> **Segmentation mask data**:
-- -- --

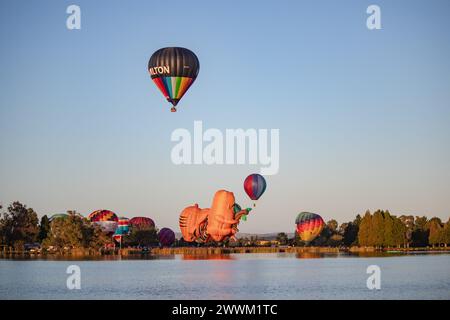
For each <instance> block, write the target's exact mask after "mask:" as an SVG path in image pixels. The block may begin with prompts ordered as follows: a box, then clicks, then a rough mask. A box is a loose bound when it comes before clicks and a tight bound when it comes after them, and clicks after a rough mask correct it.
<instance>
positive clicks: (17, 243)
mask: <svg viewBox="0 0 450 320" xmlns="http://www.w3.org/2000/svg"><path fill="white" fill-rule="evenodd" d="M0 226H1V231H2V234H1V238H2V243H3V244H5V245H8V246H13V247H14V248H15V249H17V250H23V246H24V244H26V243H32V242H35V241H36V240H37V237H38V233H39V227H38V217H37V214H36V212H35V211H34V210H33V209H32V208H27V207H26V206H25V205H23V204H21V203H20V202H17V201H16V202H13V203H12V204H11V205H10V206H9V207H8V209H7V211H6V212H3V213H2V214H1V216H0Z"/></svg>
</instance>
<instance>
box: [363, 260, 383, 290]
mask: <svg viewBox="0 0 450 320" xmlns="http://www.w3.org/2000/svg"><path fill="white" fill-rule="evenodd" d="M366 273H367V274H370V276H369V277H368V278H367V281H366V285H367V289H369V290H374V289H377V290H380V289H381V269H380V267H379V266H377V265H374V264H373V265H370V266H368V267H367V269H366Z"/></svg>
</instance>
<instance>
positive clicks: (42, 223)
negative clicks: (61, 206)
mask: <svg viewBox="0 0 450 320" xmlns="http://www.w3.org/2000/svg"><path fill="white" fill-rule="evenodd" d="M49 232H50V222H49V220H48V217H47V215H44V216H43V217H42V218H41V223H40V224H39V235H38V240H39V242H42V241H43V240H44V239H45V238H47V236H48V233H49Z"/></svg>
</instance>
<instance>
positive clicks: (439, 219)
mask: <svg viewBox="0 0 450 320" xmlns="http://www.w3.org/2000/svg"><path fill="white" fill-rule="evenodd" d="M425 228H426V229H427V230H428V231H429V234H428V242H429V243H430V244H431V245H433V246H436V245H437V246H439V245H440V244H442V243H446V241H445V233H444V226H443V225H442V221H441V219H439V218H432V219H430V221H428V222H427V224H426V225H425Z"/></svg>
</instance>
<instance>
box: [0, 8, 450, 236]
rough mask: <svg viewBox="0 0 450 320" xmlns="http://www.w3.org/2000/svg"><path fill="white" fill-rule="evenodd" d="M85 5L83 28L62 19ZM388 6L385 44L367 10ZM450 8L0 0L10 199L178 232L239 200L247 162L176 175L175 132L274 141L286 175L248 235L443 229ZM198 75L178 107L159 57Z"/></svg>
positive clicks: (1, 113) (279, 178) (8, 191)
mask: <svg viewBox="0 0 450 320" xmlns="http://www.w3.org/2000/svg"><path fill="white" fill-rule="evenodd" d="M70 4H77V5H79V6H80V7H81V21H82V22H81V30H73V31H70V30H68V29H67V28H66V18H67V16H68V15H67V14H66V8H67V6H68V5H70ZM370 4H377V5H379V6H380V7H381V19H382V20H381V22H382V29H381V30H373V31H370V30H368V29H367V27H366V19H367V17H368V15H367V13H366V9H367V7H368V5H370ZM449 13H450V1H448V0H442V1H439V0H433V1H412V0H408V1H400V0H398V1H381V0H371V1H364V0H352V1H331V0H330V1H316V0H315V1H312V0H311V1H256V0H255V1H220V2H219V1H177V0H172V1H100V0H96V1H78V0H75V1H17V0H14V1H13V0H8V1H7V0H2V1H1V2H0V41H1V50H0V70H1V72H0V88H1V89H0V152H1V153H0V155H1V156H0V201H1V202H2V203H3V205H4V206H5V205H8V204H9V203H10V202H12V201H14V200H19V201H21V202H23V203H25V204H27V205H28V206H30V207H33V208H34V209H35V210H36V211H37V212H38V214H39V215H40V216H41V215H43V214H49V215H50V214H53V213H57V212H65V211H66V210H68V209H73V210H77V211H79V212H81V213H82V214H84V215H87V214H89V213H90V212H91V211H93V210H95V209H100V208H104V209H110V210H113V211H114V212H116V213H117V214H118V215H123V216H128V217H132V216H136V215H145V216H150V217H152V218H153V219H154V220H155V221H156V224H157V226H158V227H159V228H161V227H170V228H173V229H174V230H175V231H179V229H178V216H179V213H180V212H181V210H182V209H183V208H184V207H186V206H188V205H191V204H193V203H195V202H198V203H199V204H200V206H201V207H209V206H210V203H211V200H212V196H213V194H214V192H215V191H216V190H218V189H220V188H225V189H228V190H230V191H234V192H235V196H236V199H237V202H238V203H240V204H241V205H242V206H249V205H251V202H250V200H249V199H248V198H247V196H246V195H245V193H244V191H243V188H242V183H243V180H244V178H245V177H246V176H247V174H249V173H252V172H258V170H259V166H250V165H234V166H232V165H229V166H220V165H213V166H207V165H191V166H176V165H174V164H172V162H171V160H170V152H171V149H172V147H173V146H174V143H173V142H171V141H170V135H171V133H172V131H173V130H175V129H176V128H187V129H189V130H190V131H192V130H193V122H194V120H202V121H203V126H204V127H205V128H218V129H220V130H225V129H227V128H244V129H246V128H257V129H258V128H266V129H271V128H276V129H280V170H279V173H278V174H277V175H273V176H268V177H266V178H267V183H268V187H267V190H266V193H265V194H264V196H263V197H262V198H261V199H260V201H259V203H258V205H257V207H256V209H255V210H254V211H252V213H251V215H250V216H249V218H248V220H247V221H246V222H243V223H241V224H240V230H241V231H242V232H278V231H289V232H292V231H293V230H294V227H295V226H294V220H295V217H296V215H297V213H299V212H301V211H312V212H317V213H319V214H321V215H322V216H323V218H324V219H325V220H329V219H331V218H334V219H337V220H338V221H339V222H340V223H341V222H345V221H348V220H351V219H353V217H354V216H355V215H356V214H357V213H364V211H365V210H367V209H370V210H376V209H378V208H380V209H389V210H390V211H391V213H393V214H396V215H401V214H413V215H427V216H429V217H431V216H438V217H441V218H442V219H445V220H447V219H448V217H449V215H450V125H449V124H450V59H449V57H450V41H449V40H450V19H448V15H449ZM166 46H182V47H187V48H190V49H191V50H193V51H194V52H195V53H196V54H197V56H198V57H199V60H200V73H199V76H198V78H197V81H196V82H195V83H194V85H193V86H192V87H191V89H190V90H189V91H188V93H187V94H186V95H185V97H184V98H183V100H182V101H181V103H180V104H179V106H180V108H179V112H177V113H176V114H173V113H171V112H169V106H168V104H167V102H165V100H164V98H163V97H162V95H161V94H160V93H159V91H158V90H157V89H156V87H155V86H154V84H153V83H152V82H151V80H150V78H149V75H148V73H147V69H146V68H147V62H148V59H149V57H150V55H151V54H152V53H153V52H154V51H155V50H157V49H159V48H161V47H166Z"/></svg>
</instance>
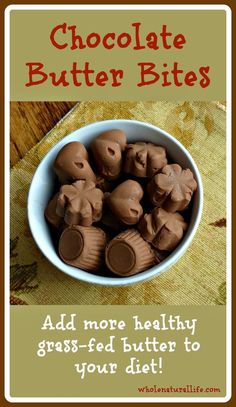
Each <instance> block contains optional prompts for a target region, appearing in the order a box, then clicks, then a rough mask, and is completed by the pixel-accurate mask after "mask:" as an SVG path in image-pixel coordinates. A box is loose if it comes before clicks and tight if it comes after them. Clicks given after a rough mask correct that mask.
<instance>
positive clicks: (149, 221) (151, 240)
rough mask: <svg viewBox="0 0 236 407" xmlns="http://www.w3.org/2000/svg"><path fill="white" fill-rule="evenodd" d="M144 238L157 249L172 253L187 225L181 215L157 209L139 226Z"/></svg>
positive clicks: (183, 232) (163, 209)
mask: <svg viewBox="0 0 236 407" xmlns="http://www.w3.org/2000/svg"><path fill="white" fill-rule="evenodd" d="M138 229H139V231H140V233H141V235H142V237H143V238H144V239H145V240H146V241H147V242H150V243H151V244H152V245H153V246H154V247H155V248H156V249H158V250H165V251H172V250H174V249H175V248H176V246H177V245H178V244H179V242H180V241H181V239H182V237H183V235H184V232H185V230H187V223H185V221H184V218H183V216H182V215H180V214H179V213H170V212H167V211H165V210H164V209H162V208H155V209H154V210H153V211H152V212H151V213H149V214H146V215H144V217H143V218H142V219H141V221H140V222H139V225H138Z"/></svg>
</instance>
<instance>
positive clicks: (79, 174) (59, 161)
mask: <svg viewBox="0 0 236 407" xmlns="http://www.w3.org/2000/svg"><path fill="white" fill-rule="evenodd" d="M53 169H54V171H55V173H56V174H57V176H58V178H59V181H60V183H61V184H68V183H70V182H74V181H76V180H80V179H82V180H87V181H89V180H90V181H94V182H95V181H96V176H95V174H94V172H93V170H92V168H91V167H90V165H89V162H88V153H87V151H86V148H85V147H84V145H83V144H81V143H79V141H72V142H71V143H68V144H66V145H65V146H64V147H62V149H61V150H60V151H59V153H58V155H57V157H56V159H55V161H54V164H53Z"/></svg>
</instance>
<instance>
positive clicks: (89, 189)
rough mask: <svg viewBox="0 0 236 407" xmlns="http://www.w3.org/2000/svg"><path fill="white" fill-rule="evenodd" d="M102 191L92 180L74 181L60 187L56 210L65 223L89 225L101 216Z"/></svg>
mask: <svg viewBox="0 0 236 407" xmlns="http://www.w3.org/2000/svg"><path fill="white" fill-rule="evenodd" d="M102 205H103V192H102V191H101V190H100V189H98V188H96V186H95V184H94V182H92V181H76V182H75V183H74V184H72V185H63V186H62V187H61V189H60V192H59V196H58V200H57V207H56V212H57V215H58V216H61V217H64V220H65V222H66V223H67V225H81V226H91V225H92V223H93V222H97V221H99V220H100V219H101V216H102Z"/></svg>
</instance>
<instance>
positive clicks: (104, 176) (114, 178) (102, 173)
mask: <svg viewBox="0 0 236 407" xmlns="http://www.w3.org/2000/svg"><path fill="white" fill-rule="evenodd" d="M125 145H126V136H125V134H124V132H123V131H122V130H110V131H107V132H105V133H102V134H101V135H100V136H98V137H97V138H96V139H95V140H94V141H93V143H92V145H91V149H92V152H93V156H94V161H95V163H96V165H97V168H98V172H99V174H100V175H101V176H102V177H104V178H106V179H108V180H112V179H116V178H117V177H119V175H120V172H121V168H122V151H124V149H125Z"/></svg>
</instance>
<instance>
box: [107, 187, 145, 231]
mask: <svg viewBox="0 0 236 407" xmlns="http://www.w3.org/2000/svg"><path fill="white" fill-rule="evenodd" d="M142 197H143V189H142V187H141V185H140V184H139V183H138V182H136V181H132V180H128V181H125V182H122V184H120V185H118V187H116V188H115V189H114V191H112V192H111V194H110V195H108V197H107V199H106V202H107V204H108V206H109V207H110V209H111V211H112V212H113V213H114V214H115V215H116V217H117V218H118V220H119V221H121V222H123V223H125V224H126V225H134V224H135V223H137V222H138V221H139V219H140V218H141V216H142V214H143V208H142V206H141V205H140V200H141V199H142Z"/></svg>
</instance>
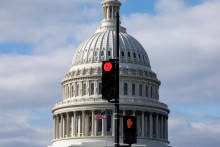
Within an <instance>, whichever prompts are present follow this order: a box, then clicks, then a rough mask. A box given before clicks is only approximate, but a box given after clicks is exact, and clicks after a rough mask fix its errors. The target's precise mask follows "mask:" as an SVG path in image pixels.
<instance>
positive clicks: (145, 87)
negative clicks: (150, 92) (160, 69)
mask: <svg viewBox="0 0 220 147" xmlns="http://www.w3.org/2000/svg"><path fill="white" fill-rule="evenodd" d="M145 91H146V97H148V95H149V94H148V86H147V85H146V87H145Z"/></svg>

-- -- --

What number of lines in the data contain the word "tight"? Give the number and nothing else.

2